[Records from a dataset]
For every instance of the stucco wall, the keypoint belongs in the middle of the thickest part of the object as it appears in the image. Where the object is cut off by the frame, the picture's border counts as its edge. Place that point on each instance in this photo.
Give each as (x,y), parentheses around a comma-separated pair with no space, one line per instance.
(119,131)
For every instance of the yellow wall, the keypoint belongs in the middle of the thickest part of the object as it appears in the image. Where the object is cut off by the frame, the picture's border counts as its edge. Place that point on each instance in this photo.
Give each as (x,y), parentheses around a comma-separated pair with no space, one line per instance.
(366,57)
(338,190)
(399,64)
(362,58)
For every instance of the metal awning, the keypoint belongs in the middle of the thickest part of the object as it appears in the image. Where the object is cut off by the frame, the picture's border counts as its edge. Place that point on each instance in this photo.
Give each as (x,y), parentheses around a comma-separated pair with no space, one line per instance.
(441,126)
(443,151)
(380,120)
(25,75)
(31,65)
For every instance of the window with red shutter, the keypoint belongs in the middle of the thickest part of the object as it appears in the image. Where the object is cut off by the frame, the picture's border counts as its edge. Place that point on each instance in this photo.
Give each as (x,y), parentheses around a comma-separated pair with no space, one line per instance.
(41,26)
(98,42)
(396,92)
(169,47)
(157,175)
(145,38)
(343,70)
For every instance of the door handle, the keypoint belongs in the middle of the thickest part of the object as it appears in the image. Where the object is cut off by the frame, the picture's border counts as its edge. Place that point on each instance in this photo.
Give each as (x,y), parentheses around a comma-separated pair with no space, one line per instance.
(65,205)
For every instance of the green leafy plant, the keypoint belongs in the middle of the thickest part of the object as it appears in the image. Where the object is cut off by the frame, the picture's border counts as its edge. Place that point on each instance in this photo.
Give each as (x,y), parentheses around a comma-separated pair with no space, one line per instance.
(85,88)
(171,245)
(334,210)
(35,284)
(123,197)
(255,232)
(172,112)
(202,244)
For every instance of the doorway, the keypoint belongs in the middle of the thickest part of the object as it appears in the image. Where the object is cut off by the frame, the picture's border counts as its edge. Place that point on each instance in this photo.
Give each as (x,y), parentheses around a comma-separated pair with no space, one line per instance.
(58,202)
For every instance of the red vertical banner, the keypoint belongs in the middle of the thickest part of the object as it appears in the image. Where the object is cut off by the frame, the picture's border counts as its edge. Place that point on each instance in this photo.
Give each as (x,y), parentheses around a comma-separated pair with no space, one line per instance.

### Prompt
The lines to quote run from the one containing "For every instance of the green" through the final line of the material above; please give them exactly, both ends included, and nothing else.

### Answer in full
For every instance of the green leafy plant, the keypoint belongs in the middle of the thickest part of the object as it appears in the image. Where the object is cut off by the frame, the picture's border counts as its edge. Place that point on each instance in this photo.
Give each as (x,y), parentheses around a comma-separated pair with no space, one line per instance.
(85,88)
(171,245)
(334,210)
(35,284)
(123,197)
(255,232)
(172,112)
(202,244)
For every instance of the doorway, the keypoint belongs in the middle of the thickest part of the object as it appears in the image. Where the object is cut off by the frame, the picture's border counts as its edge. Place that point on each instance in this photo.
Give each as (x,y), parentheses around a comma-separated pair with no space, one line per instance.
(58,202)
For every instance of the red vertical banner, the keypoint belongs in the middle of the thickest part of the object as it appears in the image. Where the object is cut off by the frame, the picture's border counts as its edge. Place that point on each instance in this photo.
Give each as (x,y), parentheses around a comma-separated pair with no space, one line per instance.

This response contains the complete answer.